● Objective: Reproduce every line of the material from the line with "Where can you see the young" up to and including the line with "(1156, 119)", shifting each coordinate in the answers by adding 60 to every number.

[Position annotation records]
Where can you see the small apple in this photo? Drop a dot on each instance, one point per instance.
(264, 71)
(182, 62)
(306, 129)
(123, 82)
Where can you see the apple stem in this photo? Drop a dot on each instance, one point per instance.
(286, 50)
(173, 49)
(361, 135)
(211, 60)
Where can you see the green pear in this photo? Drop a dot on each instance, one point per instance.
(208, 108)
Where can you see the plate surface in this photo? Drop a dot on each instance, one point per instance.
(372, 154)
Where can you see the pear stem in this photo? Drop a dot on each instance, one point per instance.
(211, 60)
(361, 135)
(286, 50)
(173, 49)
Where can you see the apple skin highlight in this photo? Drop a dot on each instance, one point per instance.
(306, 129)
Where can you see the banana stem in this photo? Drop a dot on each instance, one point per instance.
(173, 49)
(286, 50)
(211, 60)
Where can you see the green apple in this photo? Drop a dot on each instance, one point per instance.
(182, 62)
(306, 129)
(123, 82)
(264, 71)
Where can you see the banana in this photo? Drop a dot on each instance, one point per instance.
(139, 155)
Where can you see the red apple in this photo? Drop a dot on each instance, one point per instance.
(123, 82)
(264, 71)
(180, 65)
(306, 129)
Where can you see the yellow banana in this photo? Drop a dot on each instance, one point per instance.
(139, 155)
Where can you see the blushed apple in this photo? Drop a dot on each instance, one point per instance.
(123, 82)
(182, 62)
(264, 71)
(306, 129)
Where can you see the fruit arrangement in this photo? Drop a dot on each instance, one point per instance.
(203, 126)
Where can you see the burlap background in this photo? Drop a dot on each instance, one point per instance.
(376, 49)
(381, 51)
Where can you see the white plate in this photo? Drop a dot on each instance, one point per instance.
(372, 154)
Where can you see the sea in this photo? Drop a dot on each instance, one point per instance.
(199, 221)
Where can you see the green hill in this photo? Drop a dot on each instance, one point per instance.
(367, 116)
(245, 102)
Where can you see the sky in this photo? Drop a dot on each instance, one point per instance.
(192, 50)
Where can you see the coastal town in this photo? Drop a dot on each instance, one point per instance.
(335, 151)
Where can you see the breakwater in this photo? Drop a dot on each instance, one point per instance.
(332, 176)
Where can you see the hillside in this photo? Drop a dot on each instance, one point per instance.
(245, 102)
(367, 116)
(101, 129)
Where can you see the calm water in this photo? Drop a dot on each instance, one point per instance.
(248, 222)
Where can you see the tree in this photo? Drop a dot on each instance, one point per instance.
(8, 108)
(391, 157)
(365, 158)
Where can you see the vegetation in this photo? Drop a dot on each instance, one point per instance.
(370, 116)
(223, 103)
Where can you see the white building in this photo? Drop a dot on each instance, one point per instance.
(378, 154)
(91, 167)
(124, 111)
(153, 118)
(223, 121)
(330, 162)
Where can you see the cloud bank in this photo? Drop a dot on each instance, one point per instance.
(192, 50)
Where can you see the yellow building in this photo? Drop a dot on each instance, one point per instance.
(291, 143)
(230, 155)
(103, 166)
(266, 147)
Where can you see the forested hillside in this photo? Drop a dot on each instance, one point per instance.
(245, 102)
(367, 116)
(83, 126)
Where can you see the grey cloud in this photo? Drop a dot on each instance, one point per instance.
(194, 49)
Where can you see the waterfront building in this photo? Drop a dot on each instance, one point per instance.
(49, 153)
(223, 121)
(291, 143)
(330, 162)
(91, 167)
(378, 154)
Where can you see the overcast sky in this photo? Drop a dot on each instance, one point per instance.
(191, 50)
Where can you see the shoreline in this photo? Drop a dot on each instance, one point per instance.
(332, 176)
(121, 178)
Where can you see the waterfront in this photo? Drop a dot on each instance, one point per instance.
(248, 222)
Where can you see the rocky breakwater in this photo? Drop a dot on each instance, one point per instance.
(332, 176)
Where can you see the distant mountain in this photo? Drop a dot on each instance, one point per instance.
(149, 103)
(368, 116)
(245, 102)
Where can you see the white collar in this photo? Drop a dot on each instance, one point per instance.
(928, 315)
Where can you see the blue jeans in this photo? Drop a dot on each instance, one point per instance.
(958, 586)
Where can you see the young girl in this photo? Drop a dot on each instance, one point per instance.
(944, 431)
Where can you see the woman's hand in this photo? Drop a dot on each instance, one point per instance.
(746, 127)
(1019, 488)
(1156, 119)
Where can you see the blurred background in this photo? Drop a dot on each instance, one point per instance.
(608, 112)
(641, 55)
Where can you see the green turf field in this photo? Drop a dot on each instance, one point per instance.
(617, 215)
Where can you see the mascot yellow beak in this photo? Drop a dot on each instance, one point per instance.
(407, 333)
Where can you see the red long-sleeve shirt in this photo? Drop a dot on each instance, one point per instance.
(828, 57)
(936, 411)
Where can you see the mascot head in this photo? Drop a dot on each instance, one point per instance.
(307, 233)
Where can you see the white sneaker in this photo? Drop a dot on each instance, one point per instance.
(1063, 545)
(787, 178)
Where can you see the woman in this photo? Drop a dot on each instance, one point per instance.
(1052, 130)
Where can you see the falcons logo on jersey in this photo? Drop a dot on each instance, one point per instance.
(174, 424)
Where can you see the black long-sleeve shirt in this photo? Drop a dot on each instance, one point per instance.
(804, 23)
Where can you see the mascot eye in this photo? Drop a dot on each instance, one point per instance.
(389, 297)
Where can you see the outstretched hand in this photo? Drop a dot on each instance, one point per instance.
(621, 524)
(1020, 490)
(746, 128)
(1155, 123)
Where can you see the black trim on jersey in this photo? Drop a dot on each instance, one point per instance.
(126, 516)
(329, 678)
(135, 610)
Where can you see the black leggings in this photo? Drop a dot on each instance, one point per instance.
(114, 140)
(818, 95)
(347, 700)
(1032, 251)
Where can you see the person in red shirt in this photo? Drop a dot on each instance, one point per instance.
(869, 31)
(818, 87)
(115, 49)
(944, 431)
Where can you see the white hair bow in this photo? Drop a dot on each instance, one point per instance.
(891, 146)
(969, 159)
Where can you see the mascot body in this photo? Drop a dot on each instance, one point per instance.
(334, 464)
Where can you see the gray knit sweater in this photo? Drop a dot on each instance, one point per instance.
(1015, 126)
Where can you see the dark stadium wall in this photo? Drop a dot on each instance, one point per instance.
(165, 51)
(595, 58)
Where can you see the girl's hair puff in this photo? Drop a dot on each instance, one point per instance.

● Exercise result:
Where can you see the young girl in this photo? Drop a dot on each instance, one point per instance.
(1004, 491)
Where can you see the woman's hand in this photo? Drop a dot on each instance, one point per instance.
(806, 187)
(1079, 548)
(1216, 179)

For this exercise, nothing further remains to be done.